_EXTRACT TO READ_:
•••••
Preface
In 1994, Bill Gates vividly demonstrated that the amount of data stored on a CD would take up 25,000 sheets of paper.
As estimated by the World Economic Forum, humanity will be generating around 463 exabytes of data every day globally by 2025 – the equivalent of about 630 trillion CDs. If we wanted to illustrate such a volume of data, we would need a pile of paper a thousand times as big as the distance from the Earth to the Sun.
Could we process data more sustainably? Most certainly yes. Does malware aggravate the situation? Definitely, because it increases the load on computing capacity. Could this load be decreased by using cybersecurity solutions? Let's take a closer look.
Flashback to 2016
Four years ago, we wanted to find out whether we could measure USB data transfer energy consumption. We were eager to understand how much energy could be saved by eliminating data transfer at the moment a connection is established (known as “the handshake”) with the help of Pure.Charger.
Pure.Charger is a device prototype for secure USB charging that is inserted between the power source and a phone, for example. It blocks the transfer of any data through the cable and eliminates the risk of compromising the device and its owner during charging.
•••••
(Extracted data entries)
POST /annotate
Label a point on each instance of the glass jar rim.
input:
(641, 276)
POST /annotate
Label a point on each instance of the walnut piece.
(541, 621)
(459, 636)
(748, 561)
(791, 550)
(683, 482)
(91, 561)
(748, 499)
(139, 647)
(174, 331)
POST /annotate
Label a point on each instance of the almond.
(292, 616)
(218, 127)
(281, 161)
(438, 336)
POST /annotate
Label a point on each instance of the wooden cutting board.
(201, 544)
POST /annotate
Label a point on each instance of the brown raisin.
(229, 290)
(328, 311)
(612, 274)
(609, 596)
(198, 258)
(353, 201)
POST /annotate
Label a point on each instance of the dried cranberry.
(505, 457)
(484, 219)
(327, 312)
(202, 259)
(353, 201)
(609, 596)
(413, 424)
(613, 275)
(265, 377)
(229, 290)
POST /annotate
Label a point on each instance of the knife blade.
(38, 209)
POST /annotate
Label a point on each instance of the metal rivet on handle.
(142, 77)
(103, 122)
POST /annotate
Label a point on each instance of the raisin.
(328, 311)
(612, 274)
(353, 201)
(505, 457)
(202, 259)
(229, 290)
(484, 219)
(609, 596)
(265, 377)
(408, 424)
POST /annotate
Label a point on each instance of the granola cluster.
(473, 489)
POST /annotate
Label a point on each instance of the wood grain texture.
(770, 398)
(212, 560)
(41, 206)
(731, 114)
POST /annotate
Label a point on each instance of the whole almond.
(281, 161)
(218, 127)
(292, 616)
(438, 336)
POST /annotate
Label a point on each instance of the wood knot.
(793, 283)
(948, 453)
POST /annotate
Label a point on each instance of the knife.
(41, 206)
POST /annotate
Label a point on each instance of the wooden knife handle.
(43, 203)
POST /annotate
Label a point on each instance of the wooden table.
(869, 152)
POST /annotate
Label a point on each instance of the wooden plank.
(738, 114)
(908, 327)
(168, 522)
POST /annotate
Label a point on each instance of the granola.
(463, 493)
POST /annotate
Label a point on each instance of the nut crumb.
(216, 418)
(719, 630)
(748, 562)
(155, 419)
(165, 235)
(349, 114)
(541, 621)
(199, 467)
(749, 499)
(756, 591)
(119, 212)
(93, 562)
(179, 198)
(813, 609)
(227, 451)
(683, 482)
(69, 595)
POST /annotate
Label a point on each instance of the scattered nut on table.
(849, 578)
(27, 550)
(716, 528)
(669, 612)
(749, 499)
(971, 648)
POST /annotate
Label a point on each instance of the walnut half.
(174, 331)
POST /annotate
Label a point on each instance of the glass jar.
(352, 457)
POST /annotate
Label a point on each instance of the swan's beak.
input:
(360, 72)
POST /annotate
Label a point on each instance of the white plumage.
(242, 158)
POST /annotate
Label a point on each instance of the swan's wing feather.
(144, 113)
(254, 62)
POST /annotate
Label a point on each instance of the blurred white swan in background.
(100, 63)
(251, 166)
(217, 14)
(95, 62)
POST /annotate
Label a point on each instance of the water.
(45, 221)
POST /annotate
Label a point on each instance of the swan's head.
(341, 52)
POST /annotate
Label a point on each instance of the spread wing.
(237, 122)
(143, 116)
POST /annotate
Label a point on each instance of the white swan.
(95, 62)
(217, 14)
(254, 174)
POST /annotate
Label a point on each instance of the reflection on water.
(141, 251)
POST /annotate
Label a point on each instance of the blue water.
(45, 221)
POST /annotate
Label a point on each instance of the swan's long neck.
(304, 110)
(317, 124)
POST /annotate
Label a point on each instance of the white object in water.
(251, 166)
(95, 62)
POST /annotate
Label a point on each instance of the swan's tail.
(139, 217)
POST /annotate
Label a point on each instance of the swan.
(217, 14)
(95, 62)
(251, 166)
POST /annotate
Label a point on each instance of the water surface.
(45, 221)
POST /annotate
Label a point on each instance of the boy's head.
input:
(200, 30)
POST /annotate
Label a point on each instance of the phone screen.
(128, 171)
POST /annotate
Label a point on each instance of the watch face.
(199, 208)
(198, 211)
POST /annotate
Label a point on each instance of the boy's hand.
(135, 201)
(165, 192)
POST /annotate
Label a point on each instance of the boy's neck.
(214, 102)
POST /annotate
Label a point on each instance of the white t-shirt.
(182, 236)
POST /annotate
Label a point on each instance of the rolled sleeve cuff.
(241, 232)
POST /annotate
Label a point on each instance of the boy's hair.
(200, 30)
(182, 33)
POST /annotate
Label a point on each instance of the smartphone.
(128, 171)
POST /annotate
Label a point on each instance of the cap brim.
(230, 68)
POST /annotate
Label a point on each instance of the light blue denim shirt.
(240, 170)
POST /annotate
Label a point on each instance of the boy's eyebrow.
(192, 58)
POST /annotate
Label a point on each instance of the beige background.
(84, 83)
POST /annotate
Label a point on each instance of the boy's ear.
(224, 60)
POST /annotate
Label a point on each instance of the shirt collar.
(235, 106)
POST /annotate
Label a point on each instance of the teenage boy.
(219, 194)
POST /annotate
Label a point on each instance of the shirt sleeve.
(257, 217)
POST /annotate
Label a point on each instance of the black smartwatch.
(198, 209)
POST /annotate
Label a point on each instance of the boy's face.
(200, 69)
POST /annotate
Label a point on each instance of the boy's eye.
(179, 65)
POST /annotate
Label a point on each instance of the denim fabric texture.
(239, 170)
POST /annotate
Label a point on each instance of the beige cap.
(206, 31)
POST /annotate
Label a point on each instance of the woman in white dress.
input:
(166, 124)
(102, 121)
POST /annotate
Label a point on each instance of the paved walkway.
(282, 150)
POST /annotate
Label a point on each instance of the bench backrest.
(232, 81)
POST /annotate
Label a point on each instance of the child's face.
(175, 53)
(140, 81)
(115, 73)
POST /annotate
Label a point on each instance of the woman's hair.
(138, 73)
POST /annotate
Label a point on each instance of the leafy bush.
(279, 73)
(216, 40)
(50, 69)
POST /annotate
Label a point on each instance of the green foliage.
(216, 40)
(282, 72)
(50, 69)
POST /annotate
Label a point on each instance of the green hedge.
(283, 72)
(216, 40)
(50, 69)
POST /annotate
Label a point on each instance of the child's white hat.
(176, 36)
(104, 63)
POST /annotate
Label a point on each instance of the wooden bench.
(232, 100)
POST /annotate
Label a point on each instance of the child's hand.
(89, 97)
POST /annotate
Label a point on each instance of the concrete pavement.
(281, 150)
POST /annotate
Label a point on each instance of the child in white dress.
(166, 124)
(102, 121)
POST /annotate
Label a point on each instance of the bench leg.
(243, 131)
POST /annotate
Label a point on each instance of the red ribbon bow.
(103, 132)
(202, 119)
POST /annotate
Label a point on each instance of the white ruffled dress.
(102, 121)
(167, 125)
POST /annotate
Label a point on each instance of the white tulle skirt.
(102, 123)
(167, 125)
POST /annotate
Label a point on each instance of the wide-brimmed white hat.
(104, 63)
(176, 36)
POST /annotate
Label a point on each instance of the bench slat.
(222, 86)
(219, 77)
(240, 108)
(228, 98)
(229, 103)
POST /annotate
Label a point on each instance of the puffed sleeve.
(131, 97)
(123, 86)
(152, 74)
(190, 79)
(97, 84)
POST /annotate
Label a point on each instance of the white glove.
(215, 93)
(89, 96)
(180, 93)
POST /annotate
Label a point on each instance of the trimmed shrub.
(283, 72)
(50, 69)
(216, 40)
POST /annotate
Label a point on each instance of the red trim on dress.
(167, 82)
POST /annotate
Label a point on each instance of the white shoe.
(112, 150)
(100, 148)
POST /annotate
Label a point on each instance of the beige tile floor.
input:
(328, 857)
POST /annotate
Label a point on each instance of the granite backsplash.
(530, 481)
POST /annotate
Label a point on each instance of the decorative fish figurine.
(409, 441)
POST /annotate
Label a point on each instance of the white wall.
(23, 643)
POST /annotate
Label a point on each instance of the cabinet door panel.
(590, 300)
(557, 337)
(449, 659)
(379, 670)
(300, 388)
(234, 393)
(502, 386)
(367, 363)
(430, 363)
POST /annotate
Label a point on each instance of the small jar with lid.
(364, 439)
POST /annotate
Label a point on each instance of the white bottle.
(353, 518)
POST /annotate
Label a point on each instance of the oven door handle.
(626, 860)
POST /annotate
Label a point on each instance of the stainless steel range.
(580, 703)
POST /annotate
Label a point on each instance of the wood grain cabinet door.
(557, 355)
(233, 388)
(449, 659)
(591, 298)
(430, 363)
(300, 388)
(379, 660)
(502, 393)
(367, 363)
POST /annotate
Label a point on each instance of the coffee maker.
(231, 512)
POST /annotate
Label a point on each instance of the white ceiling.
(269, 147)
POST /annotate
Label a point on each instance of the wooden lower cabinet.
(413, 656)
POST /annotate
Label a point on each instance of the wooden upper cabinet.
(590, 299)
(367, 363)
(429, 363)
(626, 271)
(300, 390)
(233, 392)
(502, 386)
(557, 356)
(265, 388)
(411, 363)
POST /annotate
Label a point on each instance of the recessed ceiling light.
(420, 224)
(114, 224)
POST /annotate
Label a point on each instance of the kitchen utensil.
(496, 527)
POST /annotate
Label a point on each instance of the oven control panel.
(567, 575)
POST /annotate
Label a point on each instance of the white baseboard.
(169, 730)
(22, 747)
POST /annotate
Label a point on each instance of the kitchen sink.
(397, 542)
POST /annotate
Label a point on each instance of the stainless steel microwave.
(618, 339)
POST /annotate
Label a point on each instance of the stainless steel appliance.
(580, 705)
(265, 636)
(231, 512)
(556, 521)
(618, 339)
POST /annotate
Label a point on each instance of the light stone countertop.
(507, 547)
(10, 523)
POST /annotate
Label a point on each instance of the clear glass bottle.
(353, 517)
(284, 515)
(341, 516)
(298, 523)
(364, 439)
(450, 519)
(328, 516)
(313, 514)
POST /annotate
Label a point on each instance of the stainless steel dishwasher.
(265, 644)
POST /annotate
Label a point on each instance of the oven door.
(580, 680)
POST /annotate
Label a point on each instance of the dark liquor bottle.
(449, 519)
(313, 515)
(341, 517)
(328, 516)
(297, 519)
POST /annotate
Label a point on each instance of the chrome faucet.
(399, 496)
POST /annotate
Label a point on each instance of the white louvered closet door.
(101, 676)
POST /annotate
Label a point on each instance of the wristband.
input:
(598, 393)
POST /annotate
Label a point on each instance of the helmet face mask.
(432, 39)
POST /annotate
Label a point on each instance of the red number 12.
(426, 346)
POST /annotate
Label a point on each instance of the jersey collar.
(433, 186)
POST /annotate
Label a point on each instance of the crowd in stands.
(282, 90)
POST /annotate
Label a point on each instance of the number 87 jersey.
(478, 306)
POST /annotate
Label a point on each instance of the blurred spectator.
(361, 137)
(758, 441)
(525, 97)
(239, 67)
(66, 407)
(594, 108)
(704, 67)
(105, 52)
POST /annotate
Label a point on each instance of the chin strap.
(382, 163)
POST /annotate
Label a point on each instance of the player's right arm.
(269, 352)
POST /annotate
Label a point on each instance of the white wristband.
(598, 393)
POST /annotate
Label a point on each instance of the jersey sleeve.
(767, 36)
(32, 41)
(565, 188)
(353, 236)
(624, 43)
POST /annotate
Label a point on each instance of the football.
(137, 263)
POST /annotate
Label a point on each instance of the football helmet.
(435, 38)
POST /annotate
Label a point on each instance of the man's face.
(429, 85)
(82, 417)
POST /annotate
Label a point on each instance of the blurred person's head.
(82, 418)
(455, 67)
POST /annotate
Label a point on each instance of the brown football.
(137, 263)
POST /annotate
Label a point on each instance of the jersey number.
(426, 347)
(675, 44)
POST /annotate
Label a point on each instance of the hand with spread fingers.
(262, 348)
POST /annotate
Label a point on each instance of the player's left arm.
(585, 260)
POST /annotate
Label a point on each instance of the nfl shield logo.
•••••
_REQUIRED ACTIONS_:
[1] Quote the passage on data growth and Pure.Charger, starting with "Could we process" and going on through "owner during charging.".
[2] List every question posed in the passage on data growth and Pure.Charger.

_COMPLETED EXERCISE_:
[1]
Could we process data more sustainably? Most certainly yes. Does malware aggravate the situation? Definitely, because it increases the load on computing capacity. Could this load be decreased by using cybersecurity solutions? Let's take a closer look.
Flashback to 2016
Four years ago, we wanted to find out whether we could measure USB data transfer energy consumption. We were eager to understand how much energy could be saved by eliminating data transfer at the moment a connection is established (known as “the handshake”) with the help of Pure.Charger.
Pure.Charger is a device prototype for secure USB charging that is inserted between the power source and a phone, for example. It blocks the transfer of any data through the cable and eliminates the risk of compromising the device and its owner during charging.

[2]
- Could we process data more sustainably?
- Does malware aggravate the situation?
- Could this load be decreased by using cybersecurity solutions?